• [TASK BRIEF]:
Print every entry, word for word, and skip the images.

• [DATA EXTRACT]:
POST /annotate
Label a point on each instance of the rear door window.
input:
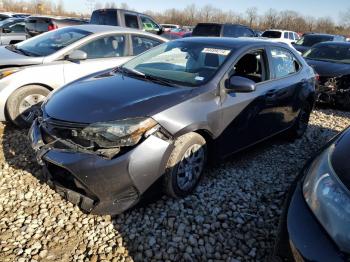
(283, 62)
(131, 21)
(141, 44)
(105, 47)
(291, 36)
(149, 24)
(104, 17)
(16, 27)
(271, 34)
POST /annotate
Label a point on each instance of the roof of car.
(106, 28)
(227, 41)
(112, 29)
(318, 34)
(213, 23)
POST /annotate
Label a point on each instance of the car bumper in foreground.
(301, 237)
(97, 184)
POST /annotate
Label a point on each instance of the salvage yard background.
(233, 214)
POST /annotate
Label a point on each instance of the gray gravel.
(232, 216)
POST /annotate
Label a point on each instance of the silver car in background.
(12, 31)
(30, 70)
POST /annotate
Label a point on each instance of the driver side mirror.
(77, 55)
(240, 84)
(6, 30)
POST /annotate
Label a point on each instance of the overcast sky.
(316, 8)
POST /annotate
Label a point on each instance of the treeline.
(192, 14)
(36, 7)
(288, 19)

• [WRITTEN RESPONSE]:
POST /annotate
Label a point on each instance of the rear door window.
input:
(283, 62)
(131, 21)
(141, 44)
(105, 47)
(291, 36)
(149, 24)
(104, 17)
(16, 27)
(271, 34)
POST /annotate
Label a point on each instance of the roof of car.
(106, 28)
(227, 41)
(112, 29)
(318, 34)
(213, 23)
POST /annotate
Label a point on each instance of the car bumper in foreground.
(301, 237)
(97, 184)
POST /annotate
Label a point on each instance of the salvage yard background.
(233, 214)
POST /annotate
Label a point on each instance of the gray gravel.
(232, 216)
POST /annotate
Label a point on each instance of the silver car in background.
(12, 31)
(30, 70)
POST /annotate
Label a point on each instance of the driver side mirror.
(77, 55)
(240, 84)
(6, 30)
POST /annotate
Label a point on each instance of the overcast sky.
(316, 8)
POST /annotate
Label a point on each instance of the treeline.
(192, 14)
(36, 7)
(288, 19)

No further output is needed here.